→ Data shown:
▬▬▬
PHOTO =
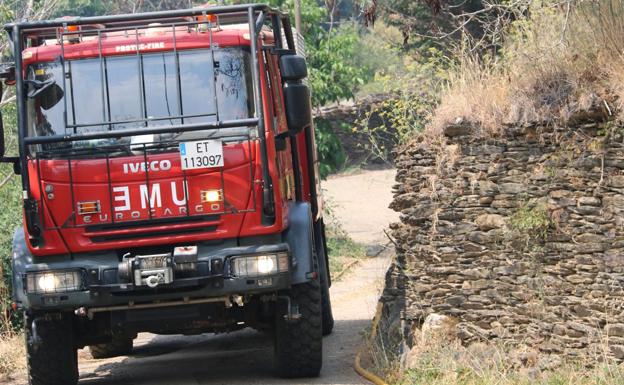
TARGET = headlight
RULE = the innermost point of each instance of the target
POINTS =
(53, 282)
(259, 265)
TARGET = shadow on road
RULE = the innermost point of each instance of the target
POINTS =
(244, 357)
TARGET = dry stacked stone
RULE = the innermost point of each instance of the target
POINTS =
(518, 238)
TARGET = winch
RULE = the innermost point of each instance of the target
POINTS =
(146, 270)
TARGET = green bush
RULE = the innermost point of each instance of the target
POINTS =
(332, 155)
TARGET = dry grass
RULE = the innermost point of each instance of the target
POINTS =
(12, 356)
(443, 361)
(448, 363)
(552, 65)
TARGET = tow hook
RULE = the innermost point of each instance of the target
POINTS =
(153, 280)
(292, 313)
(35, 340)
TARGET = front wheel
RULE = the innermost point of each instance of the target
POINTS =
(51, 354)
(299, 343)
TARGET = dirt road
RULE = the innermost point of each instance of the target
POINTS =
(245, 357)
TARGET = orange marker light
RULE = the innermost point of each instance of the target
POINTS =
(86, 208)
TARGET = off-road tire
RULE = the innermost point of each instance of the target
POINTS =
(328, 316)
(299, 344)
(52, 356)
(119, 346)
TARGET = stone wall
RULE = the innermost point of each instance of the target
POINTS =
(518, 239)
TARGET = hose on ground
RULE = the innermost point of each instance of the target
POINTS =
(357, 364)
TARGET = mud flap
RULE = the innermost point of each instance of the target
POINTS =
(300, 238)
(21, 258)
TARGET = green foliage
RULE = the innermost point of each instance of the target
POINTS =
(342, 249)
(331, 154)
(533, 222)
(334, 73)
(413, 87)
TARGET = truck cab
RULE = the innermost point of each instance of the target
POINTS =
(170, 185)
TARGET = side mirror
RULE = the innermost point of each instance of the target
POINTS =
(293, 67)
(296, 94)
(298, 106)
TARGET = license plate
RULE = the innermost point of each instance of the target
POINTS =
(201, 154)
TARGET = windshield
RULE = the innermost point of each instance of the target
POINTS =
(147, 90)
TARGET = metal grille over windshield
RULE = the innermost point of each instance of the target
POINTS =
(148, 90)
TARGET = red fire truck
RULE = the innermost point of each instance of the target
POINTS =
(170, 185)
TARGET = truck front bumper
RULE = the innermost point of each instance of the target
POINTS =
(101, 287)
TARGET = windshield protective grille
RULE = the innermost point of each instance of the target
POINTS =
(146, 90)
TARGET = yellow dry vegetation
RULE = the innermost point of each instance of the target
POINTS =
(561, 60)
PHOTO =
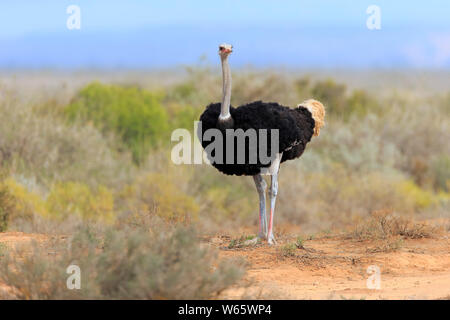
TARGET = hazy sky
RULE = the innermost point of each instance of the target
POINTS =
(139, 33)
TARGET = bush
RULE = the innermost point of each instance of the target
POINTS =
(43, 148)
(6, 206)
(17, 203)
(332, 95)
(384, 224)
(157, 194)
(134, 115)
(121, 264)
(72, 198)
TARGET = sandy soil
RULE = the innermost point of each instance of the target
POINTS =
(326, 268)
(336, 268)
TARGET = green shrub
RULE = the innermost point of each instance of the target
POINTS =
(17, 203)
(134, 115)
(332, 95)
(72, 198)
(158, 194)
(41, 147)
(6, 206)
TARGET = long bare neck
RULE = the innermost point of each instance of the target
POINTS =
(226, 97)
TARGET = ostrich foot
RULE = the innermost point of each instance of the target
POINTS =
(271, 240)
▬▬▬
→ Given request: Copy the material above line for line without changing anything, and leave the pictures out.

→ Exercise output:
PHOTO =
TARGET = headlight
RULE = the innermost point of each instance of the target
POINTS =
(53, 282)
(259, 265)
TARGET = shadow on road
RULE = the innermost point of each instance of the target
POINTS =
(244, 357)
TARGET = dry stacked stone
RULE = the innermost point of each instance of the target
POINTS =
(518, 238)
TARGET = winch
RULE = the innermost point of each instance of the target
POINTS =
(146, 270)
TARGET = green bush
RULE = the innermost point of each instance of the target
POINTS =
(332, 155)
TARGET = dry grass
RULE = the innermost point of each instance of the target
POINTS =
(12, 356)
(443, 361)
(448, 363)
(552, 65)
TARGET = tow hook
RULE = the innermost point of each instance of the target
POINTS =
(153, 280)
(292, 313)
(35, 340)
TARGET = front wheel
RULE = the innermost point of each instance of the target
POINTS =
(51, 354)
(299, 343)
TARGET = dirt road
RULE = the innermost point of each instance of the target
POINTS =
(245, 357)
TARGET = orange marker light
RULE = the innermost point of each instance of the target
POINTS =
(86, 208)
TARGET = off-road tire
RULE = the innermost point of each instance of the target
POINTS =
(328, 316)
(299, 344)
(52, 356)
(119, 346)
TARGET = stone wall
RULE = the innermost point of each instance of the target
POINTS =
(518, 239)
TARGET = hose on ground
RULE = the innermost point of each instance of the target
POINTS =
(357, 364)
TARGET = mud flap
RULE = the innermost point of each instance of the target
POINTS =
(300, 238)
(21, 258)
TARGET = green foliage
RULE = the innermost point of each instance of the target
POINTS =
(342, 249)
(331, 154)
(533, 222)
(334, 73)
(413, 87)
TARGET = truck cab
RULE = the innermost point of each instance of the target
POINTS =
(170, 185)
TARGET = side mirror
RULE = the innermost point of each instance of the target
POINTS =
(293, 67)
(296, 94)
(298, 106)
TARGET = license plate
RULE = the innermost point of each instance of the target
POINTS =
(201, 154)
TARGET = windshield
RULE = the innermost point of each instance of the target
POINTS =
(147, 90)
TARGET = metal grille over windshield
RULE = the innermost point of each instance of the target
POINTS =
(148, 90)
TARGET = red fire truck
RULE = the innermost point of each instance of the target
POINTS =
(170, 185)
TARGET = truck front bumper
RULE = the innermost point of each instance of the target
POINTS =
(101, 287)
TARGET = windshield protective grille
RULE = the innermost point of each instance of the target
POINTS =
(146, 90)
TARGET = yellow dry vegetation
RULE = the innermost point of each instance of the target
POINTS =
(561, 60)
PHOTO =
TARGET = hazy sky
RULE = the innermost point of each instance of the target
POINTS =
(139, 33)
TARGET = bush
RULE = the innermost point of each instance of the target
POINTS =
(43, 148)
(6, 206)
(17, 203)
(332, 95)
(384, 224)
(157, 194)
(134, 115)
(121, 264)
(72, 198)
TARGET = sandy soil
RULE = the innermost point of each instance of the target
POINTS =
(326, 268)
(336, 268)
TARGET = green shrub
RULE = the innermost point of each instance of the target
POINTS =
(17, 203)
(134, 115)
(332, 95)
(72, 198)
(158, 194)
(41, 147)
(6, 206)
TARGET = long bare neck
RULE = the innermost point of each instance of the target
POINTS =
(226, 97)
TARGET = ostrich foot
RULE = the innermost point of each instance of the target
POINTS =
(271, 240)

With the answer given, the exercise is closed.